■ Task goal:
In your answer, copy every entry that follows exactly.

------

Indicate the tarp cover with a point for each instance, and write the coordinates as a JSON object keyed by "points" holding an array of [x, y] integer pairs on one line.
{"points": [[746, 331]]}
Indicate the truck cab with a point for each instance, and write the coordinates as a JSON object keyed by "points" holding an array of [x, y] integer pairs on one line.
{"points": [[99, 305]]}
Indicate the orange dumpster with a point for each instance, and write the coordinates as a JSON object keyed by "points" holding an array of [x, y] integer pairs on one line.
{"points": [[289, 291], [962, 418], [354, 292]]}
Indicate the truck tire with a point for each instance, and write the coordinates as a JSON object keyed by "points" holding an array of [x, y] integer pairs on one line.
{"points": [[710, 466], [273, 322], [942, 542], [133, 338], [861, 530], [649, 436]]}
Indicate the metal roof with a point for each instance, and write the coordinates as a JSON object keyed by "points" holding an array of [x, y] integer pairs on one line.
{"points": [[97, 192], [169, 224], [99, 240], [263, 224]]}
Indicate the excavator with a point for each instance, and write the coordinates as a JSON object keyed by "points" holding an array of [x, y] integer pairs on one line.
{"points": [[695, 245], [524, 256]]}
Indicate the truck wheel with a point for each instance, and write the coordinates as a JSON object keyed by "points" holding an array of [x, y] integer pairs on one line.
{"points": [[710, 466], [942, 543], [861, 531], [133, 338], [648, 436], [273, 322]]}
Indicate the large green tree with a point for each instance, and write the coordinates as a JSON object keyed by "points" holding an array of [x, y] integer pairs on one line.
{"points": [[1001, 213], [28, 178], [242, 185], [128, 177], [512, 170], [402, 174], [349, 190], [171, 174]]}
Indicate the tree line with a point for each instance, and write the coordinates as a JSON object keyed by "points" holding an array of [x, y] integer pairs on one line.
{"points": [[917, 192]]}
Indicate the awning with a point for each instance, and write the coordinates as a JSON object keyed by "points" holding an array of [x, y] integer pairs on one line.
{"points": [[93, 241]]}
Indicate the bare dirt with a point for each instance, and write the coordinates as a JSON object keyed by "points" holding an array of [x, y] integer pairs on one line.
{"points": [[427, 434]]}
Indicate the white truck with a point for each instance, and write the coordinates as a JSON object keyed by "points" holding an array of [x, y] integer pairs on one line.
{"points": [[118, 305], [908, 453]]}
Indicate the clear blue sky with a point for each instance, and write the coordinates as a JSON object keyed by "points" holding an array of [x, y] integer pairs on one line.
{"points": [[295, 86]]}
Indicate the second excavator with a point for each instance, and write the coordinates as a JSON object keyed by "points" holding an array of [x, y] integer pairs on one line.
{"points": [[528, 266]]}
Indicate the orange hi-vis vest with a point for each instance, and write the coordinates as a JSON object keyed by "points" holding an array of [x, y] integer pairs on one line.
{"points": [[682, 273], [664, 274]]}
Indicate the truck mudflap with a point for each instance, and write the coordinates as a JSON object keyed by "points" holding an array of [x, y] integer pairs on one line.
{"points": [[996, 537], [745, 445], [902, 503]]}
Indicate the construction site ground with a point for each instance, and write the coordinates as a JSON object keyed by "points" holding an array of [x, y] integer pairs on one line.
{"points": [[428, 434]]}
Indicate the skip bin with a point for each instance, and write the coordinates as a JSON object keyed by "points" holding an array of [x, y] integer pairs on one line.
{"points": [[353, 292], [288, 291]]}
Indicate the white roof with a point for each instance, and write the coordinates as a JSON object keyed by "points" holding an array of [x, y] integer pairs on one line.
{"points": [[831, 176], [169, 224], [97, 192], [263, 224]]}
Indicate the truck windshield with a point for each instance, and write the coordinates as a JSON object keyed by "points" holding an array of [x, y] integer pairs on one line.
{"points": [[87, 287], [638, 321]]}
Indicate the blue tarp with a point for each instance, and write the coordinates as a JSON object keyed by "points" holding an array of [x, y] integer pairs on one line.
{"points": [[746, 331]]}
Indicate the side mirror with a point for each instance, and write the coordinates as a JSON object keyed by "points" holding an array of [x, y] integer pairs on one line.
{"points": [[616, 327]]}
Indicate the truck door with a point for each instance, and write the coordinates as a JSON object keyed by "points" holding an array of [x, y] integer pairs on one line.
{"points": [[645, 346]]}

------

■ Exercise response:
Indicate the tarp cover with a point for each instance, and write the coordinates as a JSON object keyed by "points" holding an array of [x, y] integer pairs on one line.
{"points": [[746, 331]]}
Indicate the truck cab with a point for each instance, and write the coordinates as a JSON object keyed by "points" holding an array of [x, y] integer pairs on one line.
{"points": [[99, 305]]}
Indicate the orange dumpster with a point for each instance, and write the coordinates as a JSON object keyed by "points" holding an array of [x, y] integer pairs on one line.
{"points": [[289, 291], [962, 418], [354, 292]]}
Indicate the truck tire with a point for each instance, and write the coordinates as a JSON object keyed by "points" holding an array of [x, y] integer pairs on one line.
{"points": [[710, 466], [273, 322], [942, 542], [133, 338], [861, 530], [649, 436]]}
Indicate the metal roof with a point for each instance, and write the coordinates as a JSON object keyed by "points" holding an array of [x, y] integer pairs on one line.
{"points": [[97, 192], [169, 224], [99, 240], [263, 224]]}
Indicate the excavator with a point for each instance, and write the coordinates as a JSON object keyed by "points" holding an array of [x, y] integer pairs on one line.
{"points": [[695, 245], [524, 256]]}
Indicate the truck wheel with a point for each instance, and write the coordinates as a JSON object keyed by "points" holding an array of [x, y] integer pairs on one line.
{"points": [[710, 466], [942, 543], [861, 531], [133, 338], [648, 436], [273, 322]]}
Indicate the large green tree with a point for each instance, and write the coordinates as a JSON object keyed by "points" holding an array of [x, y] integer pairs on one line.
{"points": [[1001, 213], [28, 178], [242, 185], [128, 177], [512, 170], [402, 174], [349, 190], [171, 174]]}
Indicate the tree line with a point for each instance, and write the coordinates as a JSON object keyed by "points" holding an array of [x, y] integer pairs on one line.
{"points": [[917, 192]]}
Indicate the awning with a point for each instance, and write the coordinates as a JSON object keyed by "points" holding an array of [x, y] integer pairs on one line.
{"points": [[93, 241]]}
Indicate the bare dirt with a point for each instance, and write the coordinates as a JSON object keyed by "points" holding an array of [x, y] integer pairs on one line.
{"points": [[427, 434]]}
Indicate the white truck with a point for each instance, and write the coordinates as a JSON object keyed by "points" holding an array of [x, y] integer pairs on one line.
{"points": [[118, 305], [908, 453]]}
Indicate the clear blue sky with a point for each instance, and write the coordinates as a JSON object keyed by "points" holding an array of [x, y] integer pairs on one line.
{"points": [[295, 86]]}
Indicate the second excavator with a point for each instance, and write the coordinates as a JSON object keyed by "points" holding an array of [x, y] integer pairs on one line.
{"points": [[528, 266]]}
Indicate the orange hi-vis vest with a point for each instance, and write the coordinates as a JSON object keyed by "points" holding an array of [x, y] integer pairs on one line.
{"points": [[682, 273], [664, 274]]}
Indicate the truck mudflap with a point for each instance, and write the coordinates as a JSON object keyed by "points" holding an array of [x, y] integer pairs on one line.
{"points": [[996, 537], [745, 445], [902, 503]]}
Indicate the construction site ground with a point for each instance, and write the coordinates as a JSON object keyed by "points" holding an array of [x, y] integer pairs on one line.
{"points": [[428, 434]]}
Indicate the skip bin with a point for each instance, and write the coordinates as a JSON object keyed by "points" holding an array of [x, y] integer pairs on one line.
{"points": [[353, 292], [288, 291]]}
Indicate the white roof with a point for each instance, and write the coordinates as a JSON object keyed by "points" holding an array of [x, y] integer pairs on one line.
{"points": [[831, 176], [169, 224], [97, 192], [263, 224]]}
Indicate the truck windshield with a point for each instance, and write the coordinates as a JSON object keyed by "points" holding an array of [x, y] integer pairs on one line.
{"points": [[87, 287], [638, 321]]}
Indicate the blue tarp with a point for each instance, and write the coordinates as a JSON object keyed by "points" holding an array of [x, y] integer pairs on one line.
{"points": [[746, 331]]}
Indicate the side mirror with a point for each instance, and write the coordinates as a JSON object keyed by "points" holding an array of [x, y] integer pairs on one line.
{"points": [[616, 327]]}
Indicate the truck door with a point for each instance, and write the coordinates as a JSON object keyed by "points" holding an array of [x, y] integer pairs on one line.
{"points": [[645, 346]]}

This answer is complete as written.